### EXPLORE THE MATERIAL
1: In the park descriptions, how can visitors to Flat Rock Brook Nature Center learn about the natural ecosystem preserved there? Answer in one to three sentences.
2: Can you return the part of the park descriptions that begins at the words "MacKay Park, located" and stops after "tours available year-round."?
3: Answer these questions from the park descriptions:
(a) What street is MacKay Park located on?
(b) In what year was Flat Rock Brook Nature Center established?
(c) How many miles of walking trails does Flat Rock Brook Nature Center include?

===== PAGE TEXT =====

MacKay Park, located on North Van Brunt Street, includes an ice hockey rink, a pool, a walking path, and athletic fields.

Flat Rock Brook Nature Center, located at 433 Van Nostrand Avenue, is made up of the remnants of the Palisades Forest. The center, established in 1973, is a 150 acres preserve and education center that includes 3.6 mi of walking trails and several gardens including the newly renovated Butterfly Garden. Flat Rock allows visitors to learn about the natural ecosystem preserved in the park through exhibits and tours available year-round.

===== RECORDS SHOWN =====

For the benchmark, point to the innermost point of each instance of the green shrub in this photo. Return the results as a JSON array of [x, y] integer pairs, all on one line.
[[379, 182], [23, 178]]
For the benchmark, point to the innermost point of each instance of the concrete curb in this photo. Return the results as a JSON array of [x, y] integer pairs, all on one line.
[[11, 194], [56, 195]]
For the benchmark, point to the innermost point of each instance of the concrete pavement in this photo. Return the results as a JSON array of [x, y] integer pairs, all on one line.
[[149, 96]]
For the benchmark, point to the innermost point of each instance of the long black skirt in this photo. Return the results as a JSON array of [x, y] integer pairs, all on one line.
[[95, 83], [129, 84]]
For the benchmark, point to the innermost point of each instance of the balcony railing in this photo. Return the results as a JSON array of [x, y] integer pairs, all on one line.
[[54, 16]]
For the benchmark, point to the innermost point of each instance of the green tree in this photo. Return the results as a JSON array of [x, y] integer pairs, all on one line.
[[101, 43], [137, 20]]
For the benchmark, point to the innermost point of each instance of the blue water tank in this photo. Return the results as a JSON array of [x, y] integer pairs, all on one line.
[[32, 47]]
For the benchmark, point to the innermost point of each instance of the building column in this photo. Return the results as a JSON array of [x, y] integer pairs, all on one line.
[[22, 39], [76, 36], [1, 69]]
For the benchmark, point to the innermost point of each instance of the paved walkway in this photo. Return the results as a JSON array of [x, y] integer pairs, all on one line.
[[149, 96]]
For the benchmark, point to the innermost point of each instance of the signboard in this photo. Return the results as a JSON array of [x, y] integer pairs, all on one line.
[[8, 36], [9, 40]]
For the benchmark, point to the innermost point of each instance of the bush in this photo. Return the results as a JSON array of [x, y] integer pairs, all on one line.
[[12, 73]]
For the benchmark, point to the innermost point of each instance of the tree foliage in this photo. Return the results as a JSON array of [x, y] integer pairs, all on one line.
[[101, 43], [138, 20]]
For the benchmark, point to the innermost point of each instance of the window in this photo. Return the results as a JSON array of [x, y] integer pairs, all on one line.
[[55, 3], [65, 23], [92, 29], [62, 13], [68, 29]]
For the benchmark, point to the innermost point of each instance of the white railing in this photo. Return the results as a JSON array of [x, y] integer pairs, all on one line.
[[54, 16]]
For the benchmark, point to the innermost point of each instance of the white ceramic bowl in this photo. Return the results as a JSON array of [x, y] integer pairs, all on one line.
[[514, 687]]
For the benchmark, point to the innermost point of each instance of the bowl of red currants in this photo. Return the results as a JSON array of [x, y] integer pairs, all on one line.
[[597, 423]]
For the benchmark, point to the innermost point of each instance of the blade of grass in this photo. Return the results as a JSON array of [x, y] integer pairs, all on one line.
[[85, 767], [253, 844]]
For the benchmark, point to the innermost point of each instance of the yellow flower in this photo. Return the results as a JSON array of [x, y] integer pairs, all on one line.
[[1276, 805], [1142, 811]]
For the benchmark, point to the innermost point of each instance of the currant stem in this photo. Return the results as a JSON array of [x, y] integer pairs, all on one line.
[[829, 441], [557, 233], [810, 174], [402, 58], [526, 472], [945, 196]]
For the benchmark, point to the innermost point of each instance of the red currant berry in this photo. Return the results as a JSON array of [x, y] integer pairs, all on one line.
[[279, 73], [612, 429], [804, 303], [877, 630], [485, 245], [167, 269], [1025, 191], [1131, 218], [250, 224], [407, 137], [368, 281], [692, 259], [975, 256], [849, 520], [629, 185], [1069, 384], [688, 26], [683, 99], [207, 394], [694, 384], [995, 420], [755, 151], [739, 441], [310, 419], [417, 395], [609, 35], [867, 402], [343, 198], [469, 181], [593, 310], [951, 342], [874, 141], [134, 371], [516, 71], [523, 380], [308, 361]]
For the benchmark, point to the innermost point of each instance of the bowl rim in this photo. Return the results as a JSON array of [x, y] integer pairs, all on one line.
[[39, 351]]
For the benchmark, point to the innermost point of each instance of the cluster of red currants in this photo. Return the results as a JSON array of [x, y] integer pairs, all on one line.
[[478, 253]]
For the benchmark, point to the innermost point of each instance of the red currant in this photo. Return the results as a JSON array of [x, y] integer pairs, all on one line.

=====

### ANSWERS BELOW
1: Visitors can learn about the preserved natural ecosystem through exhibits and tours. These are available year-round.

2:
MacKay Park, located on North Van Brunt Street, includes an ice hockey rink, a pool, a walking path, and athletic fields.

Flat Rock Brook Nature Center, located at 433 Van Nostrand Avenue, is made up of the remnants of the Palisades Forest. The center, established in 1973, is a 150 acres preserve and education center that includes 3.6 mi of walking trails and several gardens including the newly renovated Butterfly Garden. Flat Rock allows visitors to learn about the natural ecosystem preserved in the park through exhibits and tours available year-round.

3:
(a) North Van Brunt Street
(b) 1973
(c) 3.6 miles